STUDY MATERIAL below:
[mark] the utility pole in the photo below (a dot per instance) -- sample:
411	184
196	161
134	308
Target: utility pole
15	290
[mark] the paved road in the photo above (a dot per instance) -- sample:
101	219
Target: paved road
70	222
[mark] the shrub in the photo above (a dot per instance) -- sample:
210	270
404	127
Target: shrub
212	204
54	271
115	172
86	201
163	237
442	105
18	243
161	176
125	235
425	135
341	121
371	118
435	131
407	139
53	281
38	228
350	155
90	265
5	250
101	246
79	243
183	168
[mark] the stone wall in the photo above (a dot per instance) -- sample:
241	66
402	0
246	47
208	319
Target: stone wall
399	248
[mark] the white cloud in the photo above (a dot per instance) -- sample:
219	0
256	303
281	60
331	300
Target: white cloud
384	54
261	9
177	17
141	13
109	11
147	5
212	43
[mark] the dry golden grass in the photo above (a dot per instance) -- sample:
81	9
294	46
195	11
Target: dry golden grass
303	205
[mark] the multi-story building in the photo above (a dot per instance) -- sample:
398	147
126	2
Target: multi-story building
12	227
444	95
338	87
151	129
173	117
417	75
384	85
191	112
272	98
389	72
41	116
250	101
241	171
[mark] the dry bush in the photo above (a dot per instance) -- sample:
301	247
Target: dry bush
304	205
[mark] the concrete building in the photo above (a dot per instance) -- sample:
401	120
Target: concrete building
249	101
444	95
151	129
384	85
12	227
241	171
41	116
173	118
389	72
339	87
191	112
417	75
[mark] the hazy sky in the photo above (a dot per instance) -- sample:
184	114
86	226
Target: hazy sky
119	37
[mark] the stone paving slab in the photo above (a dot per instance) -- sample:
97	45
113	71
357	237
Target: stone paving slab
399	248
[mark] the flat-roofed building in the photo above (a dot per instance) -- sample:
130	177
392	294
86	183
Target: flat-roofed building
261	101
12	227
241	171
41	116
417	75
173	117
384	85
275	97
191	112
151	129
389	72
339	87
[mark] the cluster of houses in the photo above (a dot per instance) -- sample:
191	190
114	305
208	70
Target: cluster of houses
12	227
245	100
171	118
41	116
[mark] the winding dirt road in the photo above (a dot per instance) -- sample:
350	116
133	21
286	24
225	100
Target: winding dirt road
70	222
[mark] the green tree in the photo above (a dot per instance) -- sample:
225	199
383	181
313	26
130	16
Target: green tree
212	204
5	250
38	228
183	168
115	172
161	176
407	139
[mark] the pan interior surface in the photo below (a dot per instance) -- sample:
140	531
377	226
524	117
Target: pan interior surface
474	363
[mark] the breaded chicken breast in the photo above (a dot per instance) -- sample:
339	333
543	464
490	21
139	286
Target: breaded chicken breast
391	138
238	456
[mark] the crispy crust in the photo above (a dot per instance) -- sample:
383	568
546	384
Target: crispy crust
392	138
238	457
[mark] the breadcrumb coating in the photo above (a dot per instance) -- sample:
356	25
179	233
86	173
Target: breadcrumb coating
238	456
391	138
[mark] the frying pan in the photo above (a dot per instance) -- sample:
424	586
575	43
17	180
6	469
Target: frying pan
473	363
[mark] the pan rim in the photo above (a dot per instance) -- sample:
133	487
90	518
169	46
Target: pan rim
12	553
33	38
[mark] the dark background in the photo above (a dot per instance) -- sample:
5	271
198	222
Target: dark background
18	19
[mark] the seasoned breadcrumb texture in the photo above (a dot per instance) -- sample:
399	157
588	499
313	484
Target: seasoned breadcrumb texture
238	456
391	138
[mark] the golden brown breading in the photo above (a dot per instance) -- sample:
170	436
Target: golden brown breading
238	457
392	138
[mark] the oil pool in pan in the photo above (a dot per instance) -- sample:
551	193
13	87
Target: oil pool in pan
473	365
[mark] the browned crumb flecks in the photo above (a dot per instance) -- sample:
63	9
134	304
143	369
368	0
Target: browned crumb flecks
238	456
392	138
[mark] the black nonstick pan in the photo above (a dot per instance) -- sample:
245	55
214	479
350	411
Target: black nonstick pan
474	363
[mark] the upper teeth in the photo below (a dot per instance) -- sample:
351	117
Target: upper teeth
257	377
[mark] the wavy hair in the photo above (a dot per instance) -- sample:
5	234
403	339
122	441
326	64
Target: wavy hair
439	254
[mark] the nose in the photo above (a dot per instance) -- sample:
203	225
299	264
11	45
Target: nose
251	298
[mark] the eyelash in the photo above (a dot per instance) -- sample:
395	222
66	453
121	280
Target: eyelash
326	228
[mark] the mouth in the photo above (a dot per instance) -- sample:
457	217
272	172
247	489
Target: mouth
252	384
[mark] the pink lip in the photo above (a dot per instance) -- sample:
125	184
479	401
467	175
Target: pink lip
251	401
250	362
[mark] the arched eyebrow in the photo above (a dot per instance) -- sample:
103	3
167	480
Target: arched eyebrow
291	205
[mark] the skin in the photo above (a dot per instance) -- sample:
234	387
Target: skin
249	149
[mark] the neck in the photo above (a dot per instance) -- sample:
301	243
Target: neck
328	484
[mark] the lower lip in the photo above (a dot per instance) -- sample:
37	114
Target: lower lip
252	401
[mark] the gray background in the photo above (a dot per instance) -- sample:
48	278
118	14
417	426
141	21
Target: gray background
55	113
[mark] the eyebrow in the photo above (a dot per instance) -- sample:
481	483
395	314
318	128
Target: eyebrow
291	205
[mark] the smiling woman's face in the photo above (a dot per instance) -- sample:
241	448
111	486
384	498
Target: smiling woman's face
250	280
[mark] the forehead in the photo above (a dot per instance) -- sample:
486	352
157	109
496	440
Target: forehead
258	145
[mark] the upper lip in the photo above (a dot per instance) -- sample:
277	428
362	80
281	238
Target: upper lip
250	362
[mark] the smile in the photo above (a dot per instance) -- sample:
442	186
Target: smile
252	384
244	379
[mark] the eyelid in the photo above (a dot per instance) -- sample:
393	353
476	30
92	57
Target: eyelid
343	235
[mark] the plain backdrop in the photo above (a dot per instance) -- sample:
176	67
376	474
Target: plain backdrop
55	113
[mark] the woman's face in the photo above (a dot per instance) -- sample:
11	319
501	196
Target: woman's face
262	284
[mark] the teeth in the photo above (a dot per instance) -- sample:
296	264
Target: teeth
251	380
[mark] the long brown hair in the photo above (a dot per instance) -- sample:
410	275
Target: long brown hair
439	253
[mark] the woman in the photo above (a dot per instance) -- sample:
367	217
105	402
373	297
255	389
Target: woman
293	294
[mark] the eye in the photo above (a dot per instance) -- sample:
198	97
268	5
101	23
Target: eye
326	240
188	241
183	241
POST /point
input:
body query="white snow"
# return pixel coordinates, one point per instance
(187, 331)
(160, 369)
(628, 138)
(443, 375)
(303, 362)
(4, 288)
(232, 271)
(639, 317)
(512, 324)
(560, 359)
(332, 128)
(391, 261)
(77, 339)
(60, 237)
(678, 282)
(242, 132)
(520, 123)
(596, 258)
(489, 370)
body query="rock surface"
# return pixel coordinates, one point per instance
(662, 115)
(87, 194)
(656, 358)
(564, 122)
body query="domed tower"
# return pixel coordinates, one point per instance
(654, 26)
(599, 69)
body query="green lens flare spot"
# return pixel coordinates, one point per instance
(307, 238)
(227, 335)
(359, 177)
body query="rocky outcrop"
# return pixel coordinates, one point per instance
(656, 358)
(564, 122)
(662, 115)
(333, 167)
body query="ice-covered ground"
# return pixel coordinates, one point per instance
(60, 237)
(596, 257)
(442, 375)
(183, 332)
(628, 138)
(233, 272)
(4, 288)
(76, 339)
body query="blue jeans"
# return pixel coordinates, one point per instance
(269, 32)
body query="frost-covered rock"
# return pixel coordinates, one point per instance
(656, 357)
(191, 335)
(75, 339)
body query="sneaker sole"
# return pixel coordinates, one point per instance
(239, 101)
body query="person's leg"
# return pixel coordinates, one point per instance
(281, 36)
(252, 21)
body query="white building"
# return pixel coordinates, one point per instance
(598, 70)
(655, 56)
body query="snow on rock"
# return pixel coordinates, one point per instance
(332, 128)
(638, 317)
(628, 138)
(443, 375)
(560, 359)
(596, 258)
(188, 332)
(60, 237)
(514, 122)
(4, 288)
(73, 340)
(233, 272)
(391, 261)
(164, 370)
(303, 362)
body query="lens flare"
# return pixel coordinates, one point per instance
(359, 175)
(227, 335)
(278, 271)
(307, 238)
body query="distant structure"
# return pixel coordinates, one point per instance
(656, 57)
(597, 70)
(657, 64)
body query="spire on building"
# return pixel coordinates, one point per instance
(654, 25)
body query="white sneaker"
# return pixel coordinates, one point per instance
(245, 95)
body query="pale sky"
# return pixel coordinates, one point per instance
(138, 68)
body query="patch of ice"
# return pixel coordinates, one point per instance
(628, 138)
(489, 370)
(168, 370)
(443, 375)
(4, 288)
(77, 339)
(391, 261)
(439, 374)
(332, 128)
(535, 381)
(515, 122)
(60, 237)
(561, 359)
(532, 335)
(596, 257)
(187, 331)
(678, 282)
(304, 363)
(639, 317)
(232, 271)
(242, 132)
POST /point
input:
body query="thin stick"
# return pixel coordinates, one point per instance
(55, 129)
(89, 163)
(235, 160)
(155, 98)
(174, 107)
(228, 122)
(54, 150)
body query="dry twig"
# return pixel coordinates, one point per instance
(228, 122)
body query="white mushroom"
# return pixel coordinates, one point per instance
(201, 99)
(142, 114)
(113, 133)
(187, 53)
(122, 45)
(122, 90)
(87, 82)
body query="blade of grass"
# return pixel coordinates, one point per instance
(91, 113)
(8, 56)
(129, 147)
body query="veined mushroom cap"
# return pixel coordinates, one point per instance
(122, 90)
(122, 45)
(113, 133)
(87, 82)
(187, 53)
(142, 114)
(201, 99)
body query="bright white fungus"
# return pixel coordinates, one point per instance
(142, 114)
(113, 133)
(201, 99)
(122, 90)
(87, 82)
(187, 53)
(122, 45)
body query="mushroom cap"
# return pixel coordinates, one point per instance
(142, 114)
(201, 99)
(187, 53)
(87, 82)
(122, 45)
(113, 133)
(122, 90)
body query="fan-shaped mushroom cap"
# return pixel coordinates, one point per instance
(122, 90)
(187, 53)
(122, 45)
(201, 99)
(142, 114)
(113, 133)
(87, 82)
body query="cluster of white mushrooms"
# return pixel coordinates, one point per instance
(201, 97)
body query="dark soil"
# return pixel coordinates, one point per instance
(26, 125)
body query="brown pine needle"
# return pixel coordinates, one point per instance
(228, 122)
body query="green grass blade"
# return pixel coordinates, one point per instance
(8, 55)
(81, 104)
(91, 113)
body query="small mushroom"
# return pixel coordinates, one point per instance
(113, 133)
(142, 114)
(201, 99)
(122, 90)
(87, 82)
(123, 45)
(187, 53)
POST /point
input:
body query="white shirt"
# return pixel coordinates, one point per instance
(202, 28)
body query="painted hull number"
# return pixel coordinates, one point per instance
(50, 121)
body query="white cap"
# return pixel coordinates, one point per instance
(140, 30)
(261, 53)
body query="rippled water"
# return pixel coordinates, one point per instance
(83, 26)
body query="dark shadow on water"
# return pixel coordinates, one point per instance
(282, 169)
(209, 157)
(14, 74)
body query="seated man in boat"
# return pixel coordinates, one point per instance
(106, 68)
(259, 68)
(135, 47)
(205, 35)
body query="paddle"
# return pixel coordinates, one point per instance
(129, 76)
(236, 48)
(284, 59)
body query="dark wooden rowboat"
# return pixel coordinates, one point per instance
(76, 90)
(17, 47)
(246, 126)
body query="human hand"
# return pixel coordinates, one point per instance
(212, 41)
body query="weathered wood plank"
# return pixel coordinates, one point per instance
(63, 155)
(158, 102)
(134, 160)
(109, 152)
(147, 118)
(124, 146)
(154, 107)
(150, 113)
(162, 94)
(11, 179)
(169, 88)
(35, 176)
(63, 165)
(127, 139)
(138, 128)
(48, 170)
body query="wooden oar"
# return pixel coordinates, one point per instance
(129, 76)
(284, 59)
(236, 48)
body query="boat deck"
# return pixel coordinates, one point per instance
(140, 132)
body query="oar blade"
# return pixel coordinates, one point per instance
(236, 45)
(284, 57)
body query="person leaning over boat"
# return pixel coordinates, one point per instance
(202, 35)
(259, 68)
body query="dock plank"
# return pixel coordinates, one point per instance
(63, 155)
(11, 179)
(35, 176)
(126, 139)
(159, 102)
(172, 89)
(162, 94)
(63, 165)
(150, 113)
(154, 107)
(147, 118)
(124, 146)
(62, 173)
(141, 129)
End of STUDY MATERIAL.
INSTRUCTIONS FOR THE TASK - Your answer should be only a number: how many lines of the data above contain the string "water"?

TASK RESPONSE - 2